§ Source material
"""
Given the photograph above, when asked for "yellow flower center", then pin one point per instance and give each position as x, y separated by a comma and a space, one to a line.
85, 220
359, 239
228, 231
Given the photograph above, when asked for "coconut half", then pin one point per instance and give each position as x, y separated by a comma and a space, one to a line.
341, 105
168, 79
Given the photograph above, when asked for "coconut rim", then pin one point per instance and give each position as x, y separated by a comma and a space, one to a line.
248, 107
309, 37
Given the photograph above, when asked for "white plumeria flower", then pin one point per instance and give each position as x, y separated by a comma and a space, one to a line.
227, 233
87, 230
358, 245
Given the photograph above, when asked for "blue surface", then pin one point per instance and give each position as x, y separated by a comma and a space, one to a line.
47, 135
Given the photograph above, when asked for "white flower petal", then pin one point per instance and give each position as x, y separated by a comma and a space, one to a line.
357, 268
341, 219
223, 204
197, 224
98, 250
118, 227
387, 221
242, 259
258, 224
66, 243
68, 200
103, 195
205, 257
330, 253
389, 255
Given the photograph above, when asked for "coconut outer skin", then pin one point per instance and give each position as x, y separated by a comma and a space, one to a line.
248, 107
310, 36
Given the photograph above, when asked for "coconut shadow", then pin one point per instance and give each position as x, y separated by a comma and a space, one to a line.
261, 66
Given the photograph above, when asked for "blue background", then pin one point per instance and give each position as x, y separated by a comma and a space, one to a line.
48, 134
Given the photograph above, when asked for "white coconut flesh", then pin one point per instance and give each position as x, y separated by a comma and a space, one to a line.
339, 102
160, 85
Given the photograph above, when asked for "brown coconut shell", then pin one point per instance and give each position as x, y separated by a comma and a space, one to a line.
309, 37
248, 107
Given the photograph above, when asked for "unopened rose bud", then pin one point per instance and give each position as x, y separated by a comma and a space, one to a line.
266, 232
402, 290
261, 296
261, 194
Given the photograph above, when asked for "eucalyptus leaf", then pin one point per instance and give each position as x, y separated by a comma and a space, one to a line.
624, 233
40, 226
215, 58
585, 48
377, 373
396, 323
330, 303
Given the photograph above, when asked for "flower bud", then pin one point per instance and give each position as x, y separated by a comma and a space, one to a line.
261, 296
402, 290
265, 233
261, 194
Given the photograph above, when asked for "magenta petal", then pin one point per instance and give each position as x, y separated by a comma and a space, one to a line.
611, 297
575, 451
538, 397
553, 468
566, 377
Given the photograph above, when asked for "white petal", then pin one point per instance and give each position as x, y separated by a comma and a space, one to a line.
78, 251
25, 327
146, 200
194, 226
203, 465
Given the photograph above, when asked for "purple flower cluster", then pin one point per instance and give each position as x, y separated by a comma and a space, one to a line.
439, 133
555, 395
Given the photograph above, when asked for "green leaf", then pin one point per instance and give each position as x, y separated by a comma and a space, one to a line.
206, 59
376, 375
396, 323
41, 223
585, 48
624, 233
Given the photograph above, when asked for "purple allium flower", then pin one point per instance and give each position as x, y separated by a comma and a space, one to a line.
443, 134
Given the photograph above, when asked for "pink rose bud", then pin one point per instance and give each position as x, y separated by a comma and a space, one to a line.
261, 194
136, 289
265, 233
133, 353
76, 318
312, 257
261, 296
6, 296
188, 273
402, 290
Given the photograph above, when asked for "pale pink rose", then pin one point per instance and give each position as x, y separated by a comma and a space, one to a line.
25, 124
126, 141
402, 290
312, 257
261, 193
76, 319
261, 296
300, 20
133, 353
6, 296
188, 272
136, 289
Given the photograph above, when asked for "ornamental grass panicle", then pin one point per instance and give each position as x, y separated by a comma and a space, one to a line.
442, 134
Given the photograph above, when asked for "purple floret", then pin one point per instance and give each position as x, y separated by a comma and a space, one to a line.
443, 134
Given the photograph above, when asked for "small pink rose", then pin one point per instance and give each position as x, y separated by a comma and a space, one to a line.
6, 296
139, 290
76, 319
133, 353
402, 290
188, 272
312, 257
"""
§ Problem to work on
Return the data above in full. Keep every line exactly as it is.

§ Answer
Given the photograph above, when asked for "yellow flower center", then pin one point per instance and give each position as x, y separated by a comma and a space, one to a line.
85, 220
359, 239
228, 231
Given the photograph above, when asked for "coconut half", then pin one point per instance and give each position as x, y separated by a comma and a space, one to a line.
341, 105
168, 79
Given the photograph above, when asked for "coconut rim", then pin one point per instance and give each position as x, y separated by a comma and a space, one to a line.
248, 107
309, 37
Given the photograph above, when asked for "white plumeria flower", then pin one point per instance and give each position as x, y separated by a comma and a space, one to a line.
227, 233
87, 230
358, 245
Given the photograph above, when asked for "blue surface", then pin one point per instance and give each position as x, y separated by a comma and a space, one to a line.
47, 135
Given the photograph above, when asked for "white flower petal", then pin one point per instance and give each position as x, y separated by a comma and a space, one to a line.
357, 268
341, 219
223, 204
197, 224
98, 250
118, 227
387, 221
242, 259
258, 224
66, 243
68, 200
103, 195
205, 257
330, 253
389, 255
Given the photograph above, when asked for "coconut outer skin", then pin one point per instance and give each position as x, y separated by a comma and a space, one to a line.
248, 107
310, 36
Given the photograph above, when asked for "coconut shadow", then pin one point per instance and give each position as x, y separated by a comma and a space, one to a line.
261, 66
Given the photograph above, when asked for "blue background", then pin one point per instance and give each position as x, y separated by a comma and a space, one to a line.
48, 134
Given the photograph above, when asked for "white coconut flesh", then pin one point per instance and give each position as x, y separated by a comma and a space, one to a line.
339, 102
160, 85
Given the photograph above, when asked for "brown coconut shell", then pin one point per instance and give each position as x, y separated by a comma and a space, one to a line.
309, 37
248, 107
Given the photograph above, when asked for "unopened rose bud", then pin one point per instance and give each position as x, y separated by a comma and a space, one to a line.
266, 232
402, 290
261, 296
261, 194
Given the photograph above, when asked for "eucalyptus leaf", then pin one point per instance and give each position as x, y separated by a comma and a space, one to a line.
624, 233
40, 226
215, 58
585, 48
377, 373
396, 323
330, 303
Given the photograph above, when asked for "flower bud", then pin one point per instance and give each position as x, y separated by a comma and a space, one to a line.
261, 296
402, 290
265, 233
261, 194
Given the photograph above, when asked for "magenta petal", then pin one point per instance and give each position as x, y separated by a comma and a space, one to a line.
611, 297
575, 451
538, 397
553, 468
566, 377
Given the photograph above, when asked for "white petal", then pin one point per instance and give each position as x, y separated by a comma and a space, one to a line.
78, 251
25, 327
146, 200
194, 226
203, 465
Given the photograph above, when asked for "purple flower cluster", then pin one point per instance and give each position as x, y separated by a comma and a space, one to a line.
439, 133
555, 395
Given the photograph above, when asked for "green leaf", then pin one point per instance and give each position as x, y separated by a comma and a space, one to a line.
206, 59
376, 375
396, 323
41, 223
585, 48
624, 233
Given the photograph above, when asked for "purple allium flower", then pin one point per instance and give each position as x, y separated by a comma and a space, one to a line.
443, 134
Given the photograph above, when asked for "pink rose bud", then pin one point per instance and give each position as x, y separated by a comma and a space, one to a line.
261, 194
136, 289
265, 233
133, 353
76, 318
312, 257
261, 296
6, 296
188, 273
402, 290
Given the photograph above, when asked for "pale pink rose", then pin one point per instance and give each position as x, y separated by a comma and a space, one to a line.
25, 124
126, 141
402, 290
312, 257
261, 193
76, 319
261, 296
300, 20
133, 353
6, 296
188, 272
136, 289
Given the photograph above, when asked for "ornamental grass panicle", then pin one point per instance and give each position as x, y separated by a comma and a space, one to a line.
442, 134
Given the photograph above, when asked for "purple floret", then pin one point per instance and give each position as x, y separated by a comma and a space, one to a line.
443, 134
Given the photograph above, when asked for "small pink rose", then pin one point per instance and give each position as x, y separated by a comma and a space, one to a line.
6, 296
139, 290
76, 319
133, 353
402, 290
188, 272
312, 257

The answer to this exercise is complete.